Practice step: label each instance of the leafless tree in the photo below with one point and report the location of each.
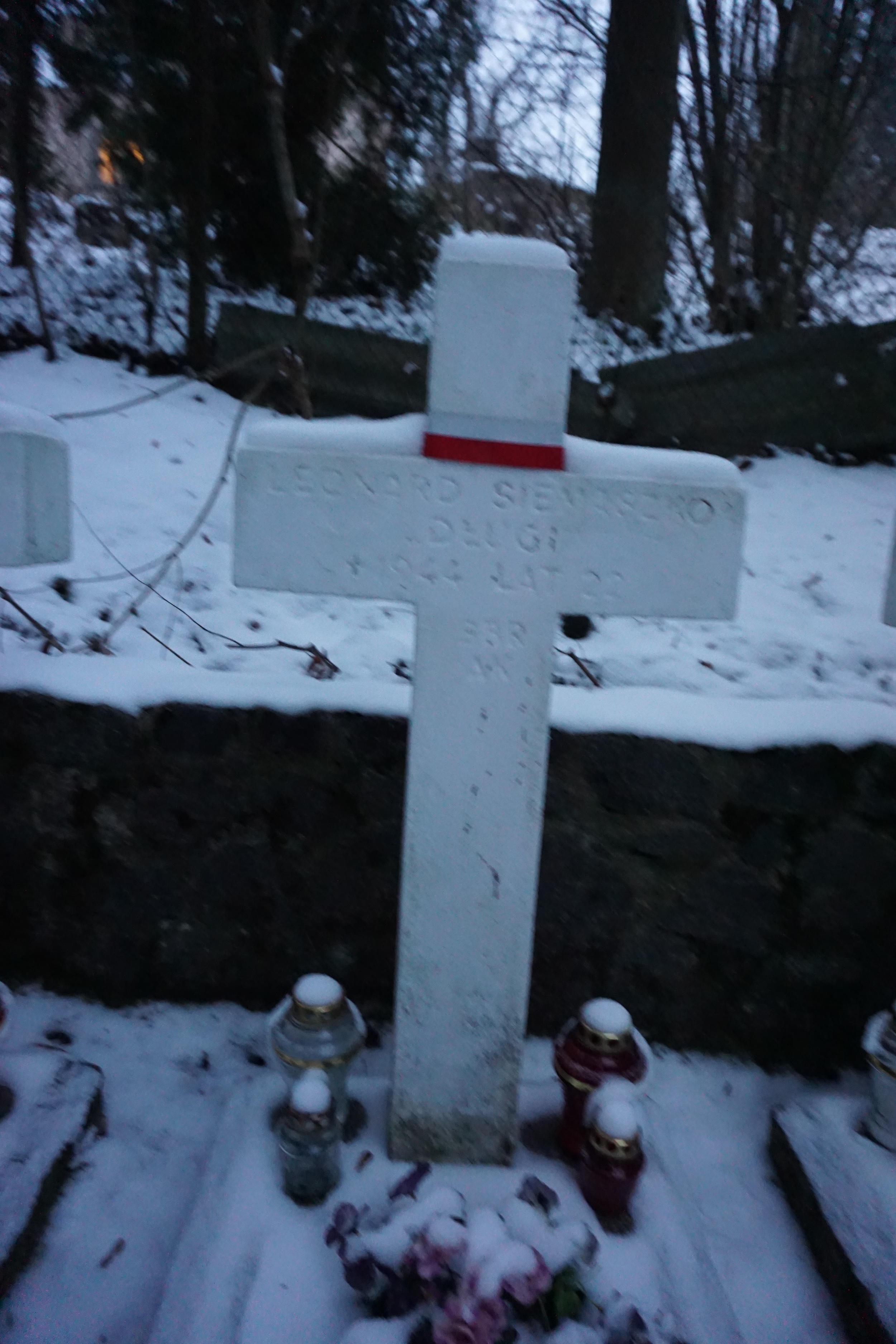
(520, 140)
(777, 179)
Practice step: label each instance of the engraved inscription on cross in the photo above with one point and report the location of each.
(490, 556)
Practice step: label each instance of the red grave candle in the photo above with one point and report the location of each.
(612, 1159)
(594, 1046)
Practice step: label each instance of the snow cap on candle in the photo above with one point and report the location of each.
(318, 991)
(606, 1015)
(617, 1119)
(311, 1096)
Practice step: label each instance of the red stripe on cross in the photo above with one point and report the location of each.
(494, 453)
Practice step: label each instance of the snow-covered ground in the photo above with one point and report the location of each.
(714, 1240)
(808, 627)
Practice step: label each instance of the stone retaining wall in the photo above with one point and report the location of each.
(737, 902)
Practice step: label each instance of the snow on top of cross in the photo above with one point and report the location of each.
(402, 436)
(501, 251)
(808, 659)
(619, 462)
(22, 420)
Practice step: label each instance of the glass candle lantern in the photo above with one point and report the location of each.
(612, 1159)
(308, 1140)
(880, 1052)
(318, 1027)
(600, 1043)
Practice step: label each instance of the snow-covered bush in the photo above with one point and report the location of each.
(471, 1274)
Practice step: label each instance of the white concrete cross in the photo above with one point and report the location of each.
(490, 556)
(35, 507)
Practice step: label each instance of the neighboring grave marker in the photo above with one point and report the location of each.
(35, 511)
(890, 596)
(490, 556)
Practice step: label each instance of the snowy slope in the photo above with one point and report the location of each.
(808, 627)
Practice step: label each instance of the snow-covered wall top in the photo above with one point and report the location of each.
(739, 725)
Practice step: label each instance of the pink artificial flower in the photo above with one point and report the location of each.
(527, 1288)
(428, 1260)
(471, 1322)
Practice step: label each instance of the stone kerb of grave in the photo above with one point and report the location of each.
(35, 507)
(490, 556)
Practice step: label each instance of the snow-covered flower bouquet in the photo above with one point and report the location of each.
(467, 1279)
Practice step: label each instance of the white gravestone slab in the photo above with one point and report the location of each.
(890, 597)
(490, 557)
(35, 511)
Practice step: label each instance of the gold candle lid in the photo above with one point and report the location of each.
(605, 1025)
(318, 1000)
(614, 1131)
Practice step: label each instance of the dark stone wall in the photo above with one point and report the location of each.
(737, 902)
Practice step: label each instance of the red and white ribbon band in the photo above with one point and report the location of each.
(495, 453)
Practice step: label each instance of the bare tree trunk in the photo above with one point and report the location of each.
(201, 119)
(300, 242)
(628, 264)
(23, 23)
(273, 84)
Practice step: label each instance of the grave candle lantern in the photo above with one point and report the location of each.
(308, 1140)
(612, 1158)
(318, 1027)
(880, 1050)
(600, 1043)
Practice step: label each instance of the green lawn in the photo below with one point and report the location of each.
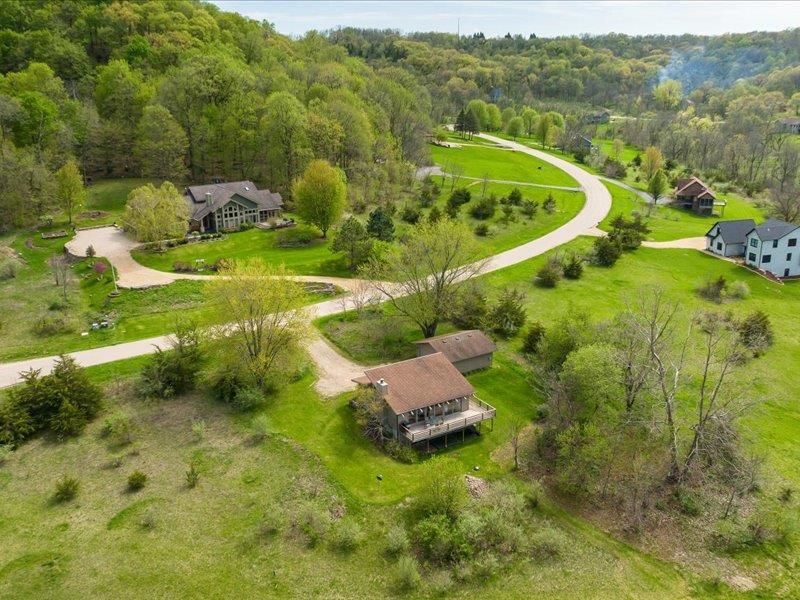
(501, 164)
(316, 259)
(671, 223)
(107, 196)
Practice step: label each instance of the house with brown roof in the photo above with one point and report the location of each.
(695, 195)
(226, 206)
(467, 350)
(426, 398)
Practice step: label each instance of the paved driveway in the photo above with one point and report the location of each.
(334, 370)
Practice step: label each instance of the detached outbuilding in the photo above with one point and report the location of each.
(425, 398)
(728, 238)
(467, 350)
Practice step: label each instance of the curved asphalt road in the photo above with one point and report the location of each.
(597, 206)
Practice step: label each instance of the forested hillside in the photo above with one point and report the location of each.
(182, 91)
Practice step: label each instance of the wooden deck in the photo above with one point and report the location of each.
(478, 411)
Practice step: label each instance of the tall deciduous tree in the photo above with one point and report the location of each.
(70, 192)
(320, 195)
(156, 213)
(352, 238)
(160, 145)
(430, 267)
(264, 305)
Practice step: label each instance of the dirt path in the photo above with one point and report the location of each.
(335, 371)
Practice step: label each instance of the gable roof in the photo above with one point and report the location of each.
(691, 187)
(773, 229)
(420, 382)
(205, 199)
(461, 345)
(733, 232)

◇ ◇ ◇ ◇ ◇ ◇ ◇

* [HOW TO COMPLETE THIS TASK]: Return an exact copy of the data above, apart from any pictures.

* [TASK RESULT]:
Practice step: label each instance of the leafless tree in the photo below with one point and report the location of each.
(520, 140)
(777, 179)
Practice step: label each instance of the engraved inscription on cross in the photo above with one point and report the location of each.
(490, 556)
Practice step: label each instance of the red grave candle in the photo above with one point and report the location of each.
(612, 1159)
(594, 1046)
Practice step: label each instance of the snow cap on candle in the photo above with one point and report the location of each.
(318, 991)
(606, 1015)
(617, 1119)
(311, 1096)
Practice step: label each instance of the red stripe on cross in the photo above with one point and report the location of each.
(494, 453)
Practice step: label each instance of the snow-covered ground in the photo above with one point and report the location of each.
(714, 1240)
(808, 627)
Practice step: label each instance of the stone retaining wall in the photo above with one point and report the location of each.
(737, 902)
Practice step: label each instance of the snow on top of cross in the photo above with one point and report the location of each.
(402, 436)
(501, 251)
(808, 659)
(619, 462)
(22, 420)
Practice step: label each instance of the glass candle lantern in the photo above with one point and report the location of each.
(612, 1159)
(308, 1140)
(880, 1052)
(318, 1027)
(600, 1043)
Practice step: label each instance of the snow-covered bush in the photo above with one point and report the location of each.
(471, 1274)
Practice step: label each instance of the white concrete cross in the photo above with one point and report the location of each.
(490, 556)
(35, 507)
Practice step: label each instance of the neighboring grave marker in the photo above with one point and report the location of each.
(35, 511)
(890, 596)
(490, 556)
Practice step: label each instance of the snowy slope in the photo above with one point and report the location of each.
(808, 627)
Practice step: label each instance of the snow-covered wall top in the photo above with one point and report the location of each.
(739, 725)
Practice step: label each instance of the pink artificial flower in the photo above with one point and report the location of each.
(527, 1288)
(428, 1260)
(471, 1322)
Practice step: label each instance of the stone kerb of grave in the photo above with one point and report the location of each.
(35, 507)
(490, 556)
Practice step: label each instance of the snow-covered flower bouquet in the photo above with one point and report the location of each.
(467, 1279)
Practice step: label each instance of the white gravestone slab in the photo above with one point and report the location of each.
(890, 597)
(490, 557)
(35, 511)
Practice step: label each instance of the gold candle lid in the photo above with one point and report the location of each.
(605, 1025)
(318, 1000)
(614, 1131)
Practice step: label each instance of the dark stone wall in the photo above with one point and report the location of each.
(737, 902)
Practice step: label each instance of the red and white ribbon band in the photo above with one point and report the location of each.
(495, 453)
Practice step: label each instance of the bare tree trunk in the photo above with one point and report the location of each.
(201, 119)
(300, 242)
(628, 264)
(23, 23)
(273, 84)
Practice step: label each instance of the grave candle lantern in the photo above with one point and report the location of each.
(308, 1140)
(612, 1158)
(318, 1027)
(880, 1050)
(600, 1043)
Practice step: label each instance of the green lawn in the photo below with one point and report the location of each.
(501, 164)
(316, 259)
(671, 223)
(107, 196)
Practice step: label each instance of the house with brown roof in the photo above with one point and report the location of each.
(695, 195)
(226, 206)
(467, 350)
(426, 398)
Practice step: label each instance of the paved driveway in the photo above with one point and report the location of each.
(334, 370)
Practice step: label each instance of the detached outbuilding in the photo above with one point and report the location of each.
(425, 398)
(728, 238)
(467, 350)
Practice step: label each instance of the curved asphalt road in the photo above with one point and report the location of each.
(597, 206)
Practice step: label each instance of the forested hillside in the photo above with one point and report the location of each.
(182, 91)
Practice step: label each instance of the wooden deck in the photo above with one point and report the location of each.
(478, 411)
Practice step: label each instance of the tall deciduous tree in the photo above with one point and report the location of each.
(70, 192)
(320, 195)
(156, 213)
(352, 238)
(160, 145)
(430, 267)
(264, 305)
Practice step: label each instance of the dirt path in the photo above with one point and report the location of each.
(335, 371)
Practice step: label each instance of the gable roof in the photo above with one point and report the location of each.
(691, 187)
(773, 229)
(420, 382)
(205, 199)
(461, 345)
(733, 232)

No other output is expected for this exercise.